---------- 本文

なぜ大規模システム向け「マネージドモニタリング for Zabbix」なのか― IIJだからできる!エンタープライズ向け総合ソリューション

2020年10月01日 木曜日


【この記事を書いた人】
福原 亮

サポートセンター勤務、システム監視運用設計担当を経てIIJ統合運用管理サービス(UOM)を始めとする、アウトソーシングサービスの企画/開発に従事。

「なぜ大規模システム向け「マネージドモニタリング for Zabbix」なのか― IIJだからできる!エンタープライズ向け総合ソリューション」のイメージ

IIJの福原です。
サポートセンターの24-365勤務、システム監視運用設計担当を経て、IIJ統合運用管理サービスの企画/開発に従事しています。

今回は「IIJ統合運用管理サービス(UOM) マネージドモニタリング for Zabbix」の開発背景をご紹介します。

時代に合った、新しい運用ソリューションの必要性

IIJ統合運用管理サービス(以下、UOM)」は「PATROLCLARICE(パトロールクラリス、通称パトクラ)」を使ったSaaS型の監視サービスを提供しています。PATROLCLARICEは、現場のプロフェッショナルエンジニアが求める細かな項目や設定に幅広く対応し、Amazon CloudWatchやAzure Monitorにも対応するなど、非常に優秀な監視ツールです。

ただ、従量課金制という仕組み上、大規模システムにおいては、お客さまに十分なパフォーマンスを提供できていないケースもあります。

システム規模が巨大になり、1,000台を超える大規模システムの監視を考えなければならない新しい時代には、新しいソリューションが求められます。

大規模システムならではの監視という設計思想が不可欠

UOMでは2018年4月から「Zabbixエンタープライズサポート」のみを対象に提供してきました。Zabbixのメリットは OSSなので無料で使えて、カスタマイズも自由な点です。人材や環境を含め、十分なリソースがある組織では、Zabbixの威力を十分に活用できるでしょう。

しかし、導入するシステムが巨大になればなるほど、監視で考慮したり工夫が必要な点が増えます。そして、インストールするインフラのサイジングや、データベースのチューニング、 バックアップなど、監視システムの保守運用で考慮すべきポイントもいろいろあります。その上、監視システムの特性上、キャパシティープランニングが非常に難しいのが現実です。実際、「どれだけの監視設定をするのか?」「どれだけの監視アラートが発生するのか?」監視すべき数量や項目数によって必要なキャパシティーが大きく変わってしまうため、極めて予測がしにくく計算式もあってないようなものです。

Zabbixを使うからといって、中小規模システム用のやり方を、そのままスケールアップして大規模なシステム用に簡単に転用できるわけではありません。

--------------------
---------- データ抜粋

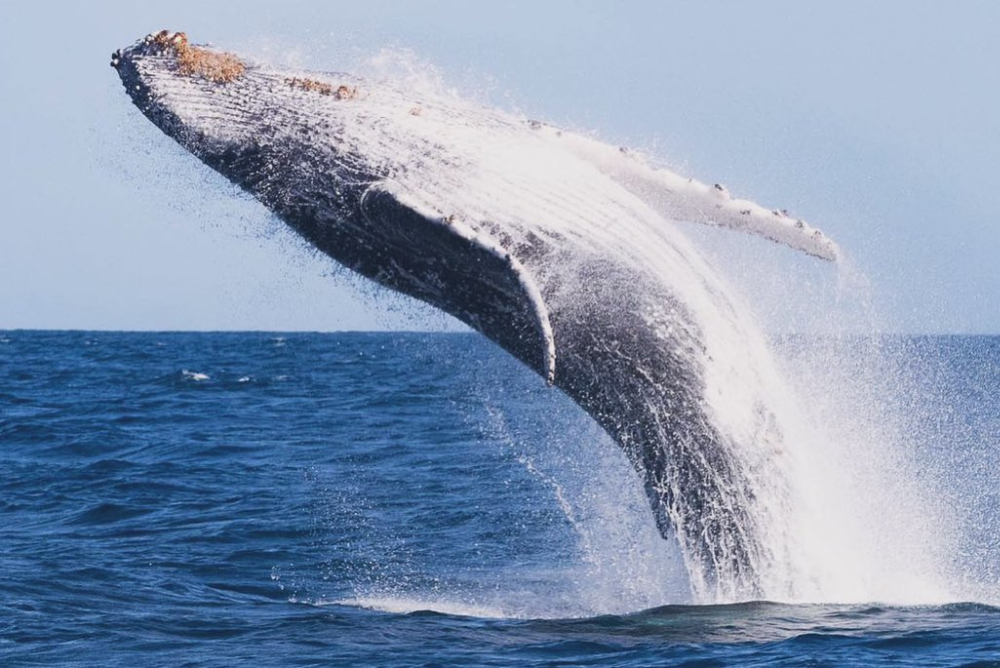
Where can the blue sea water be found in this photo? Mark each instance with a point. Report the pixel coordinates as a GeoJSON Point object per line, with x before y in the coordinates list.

--------------------

» 設問
次の(a)〜(c)が本文の内容と一致するかを「はい」か「いいえ」で答え、判断の決め手となる本文の語句をそのまま引用しなさい。(a) UOMは2018年4月から「Zabbixエンタープライズサポート」のみを対象に提供してきた。(b) PATROLCLARICEはAmazon CloudWatchに対応していない。(c) 監視システムのキャパシティープランニングは容易である。 このデータは解答には使いません。

» 解答
(a) はい:『UOMでは2018年4月から「Zabbixエンタープライズサポート」のみを対象に提供してきました』
(b) いいえ:『Amazon CloudWatchやAzure Monitorにも対応する』
(c) いいえ:『キャパシティープランニングが非常に難しいのが現実です』